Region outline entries
==*==

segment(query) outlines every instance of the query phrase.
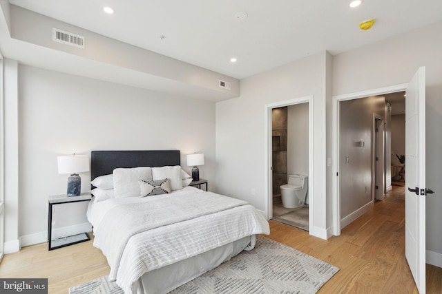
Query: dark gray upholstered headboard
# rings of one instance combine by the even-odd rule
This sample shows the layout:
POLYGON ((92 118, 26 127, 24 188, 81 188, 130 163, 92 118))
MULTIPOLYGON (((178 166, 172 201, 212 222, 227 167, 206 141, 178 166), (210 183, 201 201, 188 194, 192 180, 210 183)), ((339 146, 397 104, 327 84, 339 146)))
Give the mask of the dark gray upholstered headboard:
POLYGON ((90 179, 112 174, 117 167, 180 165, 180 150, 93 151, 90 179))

==*==

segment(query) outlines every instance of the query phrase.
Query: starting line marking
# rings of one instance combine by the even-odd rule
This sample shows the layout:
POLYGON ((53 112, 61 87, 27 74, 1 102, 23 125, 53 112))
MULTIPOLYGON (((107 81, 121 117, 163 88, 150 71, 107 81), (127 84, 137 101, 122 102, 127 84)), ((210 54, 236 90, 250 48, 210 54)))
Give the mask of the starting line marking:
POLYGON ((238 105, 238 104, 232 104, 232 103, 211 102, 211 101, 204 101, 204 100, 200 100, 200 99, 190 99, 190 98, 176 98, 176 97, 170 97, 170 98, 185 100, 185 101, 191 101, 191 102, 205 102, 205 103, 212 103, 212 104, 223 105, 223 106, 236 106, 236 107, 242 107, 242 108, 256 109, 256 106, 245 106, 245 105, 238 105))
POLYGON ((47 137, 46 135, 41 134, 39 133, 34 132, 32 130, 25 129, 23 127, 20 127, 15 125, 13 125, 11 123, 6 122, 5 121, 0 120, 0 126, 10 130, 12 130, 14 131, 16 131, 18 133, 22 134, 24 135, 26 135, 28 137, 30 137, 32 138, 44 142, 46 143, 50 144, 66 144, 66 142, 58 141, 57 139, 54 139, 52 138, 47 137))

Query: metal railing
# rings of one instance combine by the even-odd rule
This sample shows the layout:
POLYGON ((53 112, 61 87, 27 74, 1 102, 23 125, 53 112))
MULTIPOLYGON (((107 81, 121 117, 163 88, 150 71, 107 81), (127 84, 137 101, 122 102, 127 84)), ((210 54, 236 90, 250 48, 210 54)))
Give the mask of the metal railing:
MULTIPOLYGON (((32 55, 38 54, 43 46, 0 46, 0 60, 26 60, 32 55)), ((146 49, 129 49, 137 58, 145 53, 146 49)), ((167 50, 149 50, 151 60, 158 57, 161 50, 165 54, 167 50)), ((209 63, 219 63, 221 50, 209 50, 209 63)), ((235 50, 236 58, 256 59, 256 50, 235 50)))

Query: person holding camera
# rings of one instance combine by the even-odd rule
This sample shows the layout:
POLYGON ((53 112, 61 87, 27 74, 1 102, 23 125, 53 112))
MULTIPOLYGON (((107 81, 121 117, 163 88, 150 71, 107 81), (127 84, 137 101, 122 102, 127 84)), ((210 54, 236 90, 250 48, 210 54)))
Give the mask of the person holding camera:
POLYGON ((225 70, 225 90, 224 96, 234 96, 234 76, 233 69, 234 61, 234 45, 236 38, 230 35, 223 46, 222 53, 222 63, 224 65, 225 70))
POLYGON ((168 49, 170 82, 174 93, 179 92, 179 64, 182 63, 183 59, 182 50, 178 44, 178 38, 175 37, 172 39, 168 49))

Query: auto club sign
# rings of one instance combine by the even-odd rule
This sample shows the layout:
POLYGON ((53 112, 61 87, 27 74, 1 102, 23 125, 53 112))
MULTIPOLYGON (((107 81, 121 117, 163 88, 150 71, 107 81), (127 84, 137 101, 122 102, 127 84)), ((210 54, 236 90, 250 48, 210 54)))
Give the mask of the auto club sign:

==*==

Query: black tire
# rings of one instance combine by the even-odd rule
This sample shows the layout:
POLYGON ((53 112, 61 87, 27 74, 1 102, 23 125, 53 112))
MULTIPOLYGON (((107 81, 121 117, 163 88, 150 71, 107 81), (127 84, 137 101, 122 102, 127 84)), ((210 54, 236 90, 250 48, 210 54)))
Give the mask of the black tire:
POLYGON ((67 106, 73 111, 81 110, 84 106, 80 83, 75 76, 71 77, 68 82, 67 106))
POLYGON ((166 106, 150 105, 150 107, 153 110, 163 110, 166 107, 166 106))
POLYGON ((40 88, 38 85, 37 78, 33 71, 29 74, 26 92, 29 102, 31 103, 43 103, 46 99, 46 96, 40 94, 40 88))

==*==

PROBLEM STATEMENT: Rewrite the lines beginning at the one that contains "Query: black tire" and stopping after the one that contains "POLYGON ((166 106, 150", replacing "black tire" with "rubber tire" and leaving everything else unchanged.

REPLY:
Query: rubber tire
# rings of one instance combine by the even-odd rule
This sample shows the layout:
POLYGON ((53 112, 61 87, 27 74, 1 102, 23 125, 53 112))
MULTIPOLYGON (((107 81, 121 117, 163 88, 150 71, 107 81), (127 84, 137 101, 122 102, 127 84)), ((210 54, 236 90, 250 48, 210 54)))
Give the mask of the rubber tire:
POLYGON ((67 106, 73 111, 81 110, 84 106, 80 83, 75 76, 71 77, 68 82, 67 106))
POLYGON ((166 106, 150 105, 150 107, 153 110, 163 110, 166 107, 166 106))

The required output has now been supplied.